**MATERIAL SHOWN:**
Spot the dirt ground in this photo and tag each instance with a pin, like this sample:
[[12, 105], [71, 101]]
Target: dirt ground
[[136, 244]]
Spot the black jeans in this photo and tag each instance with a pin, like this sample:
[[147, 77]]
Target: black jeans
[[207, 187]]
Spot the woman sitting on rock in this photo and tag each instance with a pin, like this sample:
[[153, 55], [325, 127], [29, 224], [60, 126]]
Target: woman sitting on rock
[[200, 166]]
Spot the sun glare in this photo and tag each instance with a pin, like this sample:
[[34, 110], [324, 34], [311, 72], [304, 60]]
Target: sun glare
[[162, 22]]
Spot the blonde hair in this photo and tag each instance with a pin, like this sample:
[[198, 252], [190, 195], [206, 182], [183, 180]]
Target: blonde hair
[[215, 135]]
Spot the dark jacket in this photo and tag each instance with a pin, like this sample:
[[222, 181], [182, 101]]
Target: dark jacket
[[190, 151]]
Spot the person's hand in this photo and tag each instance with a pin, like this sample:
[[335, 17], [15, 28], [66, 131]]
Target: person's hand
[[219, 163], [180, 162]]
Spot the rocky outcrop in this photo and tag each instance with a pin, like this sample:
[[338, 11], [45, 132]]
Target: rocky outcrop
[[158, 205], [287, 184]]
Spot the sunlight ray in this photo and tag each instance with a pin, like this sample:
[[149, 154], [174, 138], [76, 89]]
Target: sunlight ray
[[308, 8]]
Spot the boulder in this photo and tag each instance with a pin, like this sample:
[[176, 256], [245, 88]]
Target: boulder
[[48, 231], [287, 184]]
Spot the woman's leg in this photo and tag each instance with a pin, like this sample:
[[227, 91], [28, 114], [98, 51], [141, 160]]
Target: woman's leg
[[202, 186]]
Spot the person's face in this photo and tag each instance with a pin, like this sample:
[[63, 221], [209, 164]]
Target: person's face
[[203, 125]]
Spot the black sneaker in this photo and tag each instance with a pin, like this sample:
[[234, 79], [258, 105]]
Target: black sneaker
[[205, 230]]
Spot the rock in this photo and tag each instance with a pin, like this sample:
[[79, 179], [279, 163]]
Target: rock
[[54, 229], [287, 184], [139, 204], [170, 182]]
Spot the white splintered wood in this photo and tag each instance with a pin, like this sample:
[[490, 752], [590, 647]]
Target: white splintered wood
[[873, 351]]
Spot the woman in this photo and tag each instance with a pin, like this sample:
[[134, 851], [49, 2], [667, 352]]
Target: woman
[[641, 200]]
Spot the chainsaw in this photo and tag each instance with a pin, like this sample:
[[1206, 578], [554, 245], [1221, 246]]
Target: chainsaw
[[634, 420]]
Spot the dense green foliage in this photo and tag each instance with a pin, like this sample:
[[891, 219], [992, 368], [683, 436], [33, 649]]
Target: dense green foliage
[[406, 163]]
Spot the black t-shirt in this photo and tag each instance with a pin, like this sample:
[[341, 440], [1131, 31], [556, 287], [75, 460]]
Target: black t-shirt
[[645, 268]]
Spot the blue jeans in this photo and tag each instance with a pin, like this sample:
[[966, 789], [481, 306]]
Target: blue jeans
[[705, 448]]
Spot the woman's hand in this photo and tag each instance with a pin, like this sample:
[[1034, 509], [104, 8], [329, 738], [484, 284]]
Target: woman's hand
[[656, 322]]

**DIRECTIVE:**
Put every line of the items above into a JSON list of strings, one string per line, leaving out any blank lines.

**PROBLEM SOLUTION:**
[
  "Spot the dirt ground in this photo and tag each instance with a pin, like this sample:",
  "[[12, 105], [71, 101]]",
  "Target: dirt ground",
  "[[136, 244]]",
  "Spot the black jeans in this photo and tag each instance with a pin, like this sample:",
  "[[147, 77]]",
  "Target: black jeans",
  "[[207, 187]]",
  "Spot the woman sitting on rock in this photo and tag each instance with a pin, like this sample:",
  "[[153, 55], [325, 127], [29, 224], [60, 126]]",
  "Target: woman sitting on rock",
  "[[200, 166]]",
  "Spot the sun glare in this photo and tag each instance with a pin, like this sample:",
  "[[34, 110], [324, 34], [311, 72], [304, 60]]",
  "Target: sun glare",
  "[[162, 22]]",
  "Spot the blonde hair in this photo and tag each instance with a pin, like this sample:",
  "[[198, 252], [190, 195], [206, 182], [183, 180]]",
  "Target: blonde hair",
  "[[215, 135]]",
  "Spot the dark jacket in this photo and tag each instance with a pin, like this sample:",
  "[[222, 181], [182, 101]]",
  "Target: dark jacket",
  "[[190, 151]]",
  "Spot the person's hand in this photo and tag each instance with a pin, like this sample:",
  "[[335, 17], [15, 28], [66, 131]]",
  "Target: person's hand",
  "[[219, 163], [180, 162]]",
  "Spot the rocky outcrop in this photo and tag each instance with a pin, like this sample:",
  "[[338, 11], [45, 132]]",
  "Target: rocky outcrop",
  "[[158, 205], [287, 184]]",
  "Spot the sunlight ray in this photo and tag each instance with a pin, like this sample:",
  "[[149, 154], [174, 138], [76, 89]]",
  "Target: sunlight ray",
  "[[308, 8]]",
  "Spot the boulder in this photo and tag each instance with a pin, like this sample:",
  "[[176, 256], [245, 88]]",
  "Target: boulder",
  "[[48, 231], [287, 184]]",
  "Spot the woman's leg in this photo and tag each instance with a pin, like this sample:",
  "[[227, 91], [28, 114], [98, 51], [141, 160]]",
  "Target: woman's leg",
  "[[202, 186]]",
  "Spot the person's face in this photo and tag each instance with a pin, like this sample:",
  "[[63, 221], [209, 164]]",
  "Target: person's face",
  "[[203, 125]]",
  "Spot the black sneaker in this photo and tag each instance with a pin, like this sample:",
  "[[234, 79], [258, 105]]",
  "Target: black sneaker",
  "[[205, 230]]",
  "Spot the rock in this photo and tag each instance with a pin, like this sample:",
  "[[79, 179], [279, 163]]",
  "Target: rock",
  "[[54, 229], [287, 184], [139, 204], [170, 182]]",
  "Spot the white splintered wood in this photo and tag each instance with a pin, like this sample:",
  "[[490, 752], [590, 647]]",
  "Target: white splintered wood",
  "[[873, 351]]",
  "Spot the woman in this photo and tag each instance with a pin, like this sample:",
  "[[134, 851], [49, 2], [667, 352]]",
  "Target: woman",
  "[[641, 200]]",
  "Spot the chainsaw in this photo and tag each instance with a pin, like this sample:",
  "[[1206, 578], [554, 245], [1221, 246]]",
  "Target: chainsaw",
  "[[634, 420]]",
  "Spot the dense green foliage in this photo and tag each instance with a pin, like this sample:",
  "[[891, 219], [992, 368], [683, 436], [33, 649]]",
  "Target: dense green foliage",
  "[[406, 163]]",
  "Spot the black t-shirt in this photo and tag each instance with a pin, like this sample:",
  "[[341, 440], [1131, 31], [556, 287], [75, 460]]",
  "Target: black t-shirt",
  "[[645, 268]]",
  "Spot the blue jeans in this photo and tag each instance with a pin, like this sample:",
  "[[966, 789], [481, 306]]",
  "Target: blue jeans",
  "[[705, 448]]",
  "Spot the woman's hand in this photo and tag each instance with a pin, like this sample:",
  "[[1034, 509], [104, 8], [329, 738], [484, 284]]",
  "Target: woman's hand",
  "[[656, 322]]"
]